» Challenge: Can you set out the material below as a numbered list, skipping any blank lines and leaving out the pictures?

» Entries:
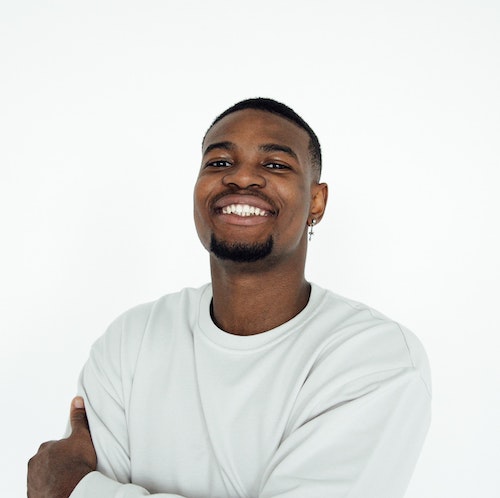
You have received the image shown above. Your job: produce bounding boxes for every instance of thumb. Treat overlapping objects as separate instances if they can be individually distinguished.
[69,396,89,434]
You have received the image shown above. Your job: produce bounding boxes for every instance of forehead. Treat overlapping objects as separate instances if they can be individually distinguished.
[203,109,310,159]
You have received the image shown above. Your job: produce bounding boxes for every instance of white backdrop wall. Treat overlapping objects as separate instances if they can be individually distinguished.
[0,0,500,498]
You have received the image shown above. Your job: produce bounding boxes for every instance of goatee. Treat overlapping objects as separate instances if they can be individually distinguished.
[210,234,274,263]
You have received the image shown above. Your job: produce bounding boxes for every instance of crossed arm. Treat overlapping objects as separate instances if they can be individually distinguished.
[28,397,97,498]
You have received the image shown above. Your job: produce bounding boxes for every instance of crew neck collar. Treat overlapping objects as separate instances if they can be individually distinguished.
[198,283,325,351]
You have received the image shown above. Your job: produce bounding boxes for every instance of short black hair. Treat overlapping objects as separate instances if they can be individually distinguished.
[205,97,321,181]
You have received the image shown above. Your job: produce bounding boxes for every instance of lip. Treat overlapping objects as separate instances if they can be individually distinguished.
[213,194,276,214]
[212,193,277,227]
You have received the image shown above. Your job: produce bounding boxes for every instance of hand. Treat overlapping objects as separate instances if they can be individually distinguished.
[28,397,97,498]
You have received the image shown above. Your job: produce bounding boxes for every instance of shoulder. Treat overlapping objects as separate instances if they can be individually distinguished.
[92,285,208,355]
[313,286,431,392]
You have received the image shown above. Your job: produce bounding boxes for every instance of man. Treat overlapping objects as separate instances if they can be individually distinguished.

» Expected answer:
1. You have received the image shown above. Your job: produce bounding boxes for every instance of thumb. Treat overlapping objects as separate instances if they can be individually distinguished.
2. [69,396,89,434]
3. You have received the image shown above. Your job: produce bounding boxes for every instance of forehead. Treat overlapping objects as separate instances if they can be individually distinguished.
4. [203,109,310,159]
5. You have received the image shown above. Your job: produce bounding boxes for every instance of white backdrop wall. Treat overlapping objects as separate instances if they can be individually distinguished.
6. [0,0,500,498]
7. You have received the image shown above. Your job: produce bounding boxes for every instance of goatee. Treat overlapping objects as separate instances if they can be individually distinguished.
8. [210,234,274,263]
9. You have received the image shown above. Your job: produce bounding boxes for every instance of crossed arm. Treat overlapping objects as separate instances if they can be individually distinguished.
10. [28,397,97,498]
11. You have received the image shown above. Your job: produce bounding boxes for every instance of crew neck collar. Treat overlapping objects as separate instances if they can be individually distinguished.
12. [198,283,325,351]
13. You have received the image shown above. Your job: produce bounding boxes for every instance of short black hair. Treat overlapping objects as separate instances if they can be individually distinguished.
14. [205,97,321,181]
15. You have received the image shown above. Your job: produce bounding boxes for every instance of lip. Treat overlapping objects as separate instances if they can be individually distinguished.
16. [213,194,276,214]
17. [212,193,277,227]
18. You have received the image shown above. Your job: produce bounding boxes for every instance of hand. Treat overlapping objects as separate instances if they can be individually distinguished.
19. [28,397,97,498]
20. You have received the image shown above. Your job: produce bounding boxes for every instance of shoulder. Treat overlapping objects as separate instances if they can be individually distinguished.
21. [92,285,208,355]
22. [313,286,431,392]
23. You have received the image shown above. Your job: produce bounding boxes for every instance of man. Treat overlapping objects as separate instances if they can be individually distinguished.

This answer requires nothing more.